(Data drawn from a collection)
↓↓↓

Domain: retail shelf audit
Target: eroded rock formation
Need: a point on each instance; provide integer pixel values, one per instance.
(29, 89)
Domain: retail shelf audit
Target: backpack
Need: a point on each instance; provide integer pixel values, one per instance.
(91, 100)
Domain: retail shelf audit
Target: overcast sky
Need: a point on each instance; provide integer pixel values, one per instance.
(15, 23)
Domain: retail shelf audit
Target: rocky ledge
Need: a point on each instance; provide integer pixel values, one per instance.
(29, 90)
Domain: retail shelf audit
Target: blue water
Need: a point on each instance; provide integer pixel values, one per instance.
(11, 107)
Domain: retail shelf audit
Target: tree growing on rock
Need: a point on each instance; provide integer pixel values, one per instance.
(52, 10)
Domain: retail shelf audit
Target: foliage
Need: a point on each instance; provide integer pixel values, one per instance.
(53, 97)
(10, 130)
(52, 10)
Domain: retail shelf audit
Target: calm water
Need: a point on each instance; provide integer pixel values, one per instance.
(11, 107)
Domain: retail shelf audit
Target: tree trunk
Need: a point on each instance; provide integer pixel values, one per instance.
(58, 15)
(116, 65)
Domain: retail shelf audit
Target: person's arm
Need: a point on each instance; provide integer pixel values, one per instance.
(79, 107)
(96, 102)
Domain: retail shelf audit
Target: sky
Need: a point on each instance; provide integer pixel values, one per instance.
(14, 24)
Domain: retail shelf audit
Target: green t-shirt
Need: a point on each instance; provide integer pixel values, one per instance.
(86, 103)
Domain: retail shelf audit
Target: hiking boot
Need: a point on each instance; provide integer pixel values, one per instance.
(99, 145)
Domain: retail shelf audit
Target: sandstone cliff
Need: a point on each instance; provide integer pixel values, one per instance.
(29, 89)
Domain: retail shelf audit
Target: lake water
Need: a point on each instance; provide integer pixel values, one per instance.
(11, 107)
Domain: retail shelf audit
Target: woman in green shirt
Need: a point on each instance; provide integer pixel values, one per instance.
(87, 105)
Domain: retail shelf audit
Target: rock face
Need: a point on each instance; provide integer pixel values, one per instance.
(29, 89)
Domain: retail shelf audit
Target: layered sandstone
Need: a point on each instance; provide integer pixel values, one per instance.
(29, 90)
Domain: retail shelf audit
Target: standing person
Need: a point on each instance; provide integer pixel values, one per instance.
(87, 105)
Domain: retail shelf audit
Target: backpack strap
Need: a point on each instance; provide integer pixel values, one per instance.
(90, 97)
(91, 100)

↑↑↑
↓↓↓

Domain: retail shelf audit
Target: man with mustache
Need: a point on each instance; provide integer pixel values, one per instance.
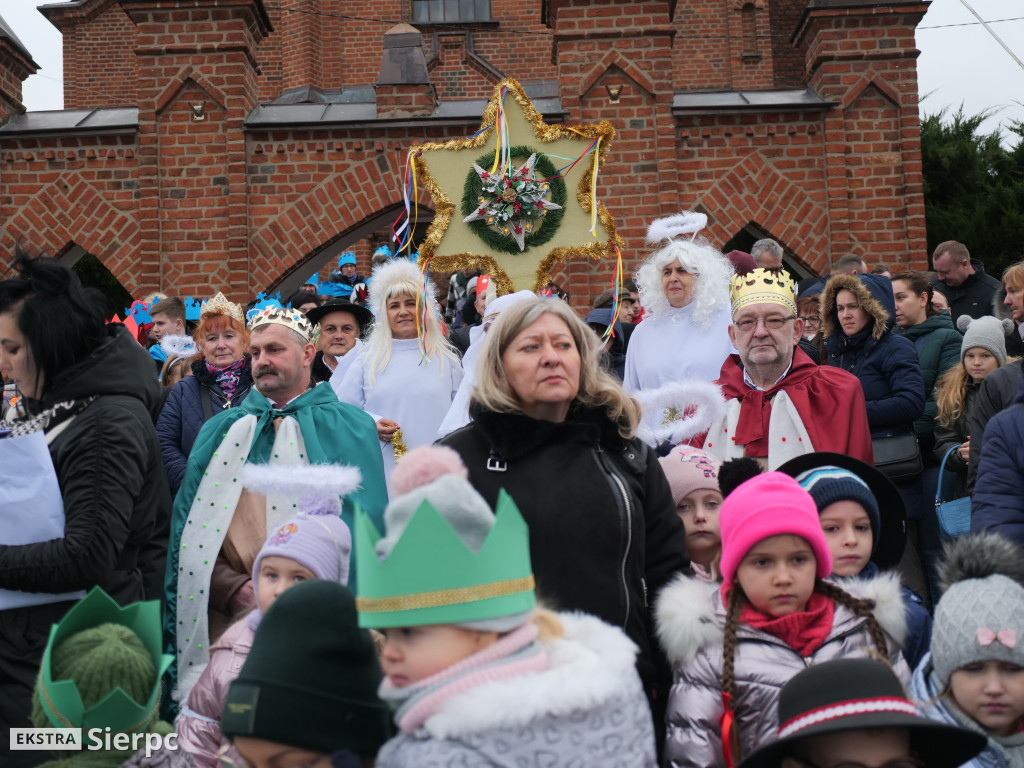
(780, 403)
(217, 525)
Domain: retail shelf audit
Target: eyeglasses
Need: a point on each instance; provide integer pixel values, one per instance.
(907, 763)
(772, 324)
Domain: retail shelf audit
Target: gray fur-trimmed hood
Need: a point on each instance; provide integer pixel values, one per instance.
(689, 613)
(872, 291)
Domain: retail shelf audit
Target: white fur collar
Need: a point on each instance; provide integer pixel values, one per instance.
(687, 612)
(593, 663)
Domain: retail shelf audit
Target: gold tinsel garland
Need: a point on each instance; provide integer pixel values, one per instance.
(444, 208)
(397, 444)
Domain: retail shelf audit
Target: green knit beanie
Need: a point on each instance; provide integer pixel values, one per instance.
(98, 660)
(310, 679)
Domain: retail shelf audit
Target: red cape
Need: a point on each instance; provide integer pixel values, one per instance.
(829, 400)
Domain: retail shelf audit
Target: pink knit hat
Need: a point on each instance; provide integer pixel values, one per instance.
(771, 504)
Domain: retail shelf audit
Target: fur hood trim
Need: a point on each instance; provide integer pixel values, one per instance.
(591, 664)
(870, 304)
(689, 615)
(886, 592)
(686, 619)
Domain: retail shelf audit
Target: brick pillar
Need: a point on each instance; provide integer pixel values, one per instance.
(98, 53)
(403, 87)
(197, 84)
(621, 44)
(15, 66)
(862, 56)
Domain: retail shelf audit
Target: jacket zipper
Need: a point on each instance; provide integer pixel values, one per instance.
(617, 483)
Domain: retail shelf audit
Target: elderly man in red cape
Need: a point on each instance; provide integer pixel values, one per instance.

↑↑↑
↓↓↓

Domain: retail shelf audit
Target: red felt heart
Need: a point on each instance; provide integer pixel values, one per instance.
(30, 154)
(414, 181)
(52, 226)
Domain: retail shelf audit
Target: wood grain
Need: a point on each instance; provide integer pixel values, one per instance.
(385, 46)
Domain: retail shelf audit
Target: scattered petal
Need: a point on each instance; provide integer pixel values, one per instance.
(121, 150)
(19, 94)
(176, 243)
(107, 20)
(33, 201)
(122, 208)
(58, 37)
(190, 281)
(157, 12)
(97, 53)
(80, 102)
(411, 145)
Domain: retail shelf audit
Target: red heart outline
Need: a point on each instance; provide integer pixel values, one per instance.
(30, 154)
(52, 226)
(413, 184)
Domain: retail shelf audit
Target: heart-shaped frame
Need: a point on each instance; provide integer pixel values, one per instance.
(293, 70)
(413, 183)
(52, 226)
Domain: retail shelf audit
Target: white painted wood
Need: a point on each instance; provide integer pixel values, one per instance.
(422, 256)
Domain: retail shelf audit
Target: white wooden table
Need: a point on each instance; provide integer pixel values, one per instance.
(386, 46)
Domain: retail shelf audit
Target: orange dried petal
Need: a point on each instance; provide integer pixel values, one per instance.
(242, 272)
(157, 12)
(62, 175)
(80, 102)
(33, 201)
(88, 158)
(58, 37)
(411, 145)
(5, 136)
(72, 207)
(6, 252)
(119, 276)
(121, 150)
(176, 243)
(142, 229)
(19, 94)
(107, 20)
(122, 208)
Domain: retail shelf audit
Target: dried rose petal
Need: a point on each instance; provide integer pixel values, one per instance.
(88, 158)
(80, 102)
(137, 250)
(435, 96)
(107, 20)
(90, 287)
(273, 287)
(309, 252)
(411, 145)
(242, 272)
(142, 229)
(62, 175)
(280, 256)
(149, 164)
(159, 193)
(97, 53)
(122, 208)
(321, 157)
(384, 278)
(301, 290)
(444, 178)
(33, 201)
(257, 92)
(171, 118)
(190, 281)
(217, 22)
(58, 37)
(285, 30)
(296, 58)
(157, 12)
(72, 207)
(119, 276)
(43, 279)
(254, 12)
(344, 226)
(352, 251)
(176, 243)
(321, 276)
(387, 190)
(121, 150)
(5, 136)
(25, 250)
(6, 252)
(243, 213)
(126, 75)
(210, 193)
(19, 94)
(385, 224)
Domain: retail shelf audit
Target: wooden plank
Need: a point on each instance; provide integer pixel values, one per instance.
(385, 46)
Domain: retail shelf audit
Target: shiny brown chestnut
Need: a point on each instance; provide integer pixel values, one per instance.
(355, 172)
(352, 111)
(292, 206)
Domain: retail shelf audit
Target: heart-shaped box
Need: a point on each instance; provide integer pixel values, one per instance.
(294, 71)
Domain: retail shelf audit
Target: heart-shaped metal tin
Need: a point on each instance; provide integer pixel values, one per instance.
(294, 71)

↑↑↑

Given task
Tally the lines above that contain the string "heart". Reply with the number alone.

Answer to the problem
5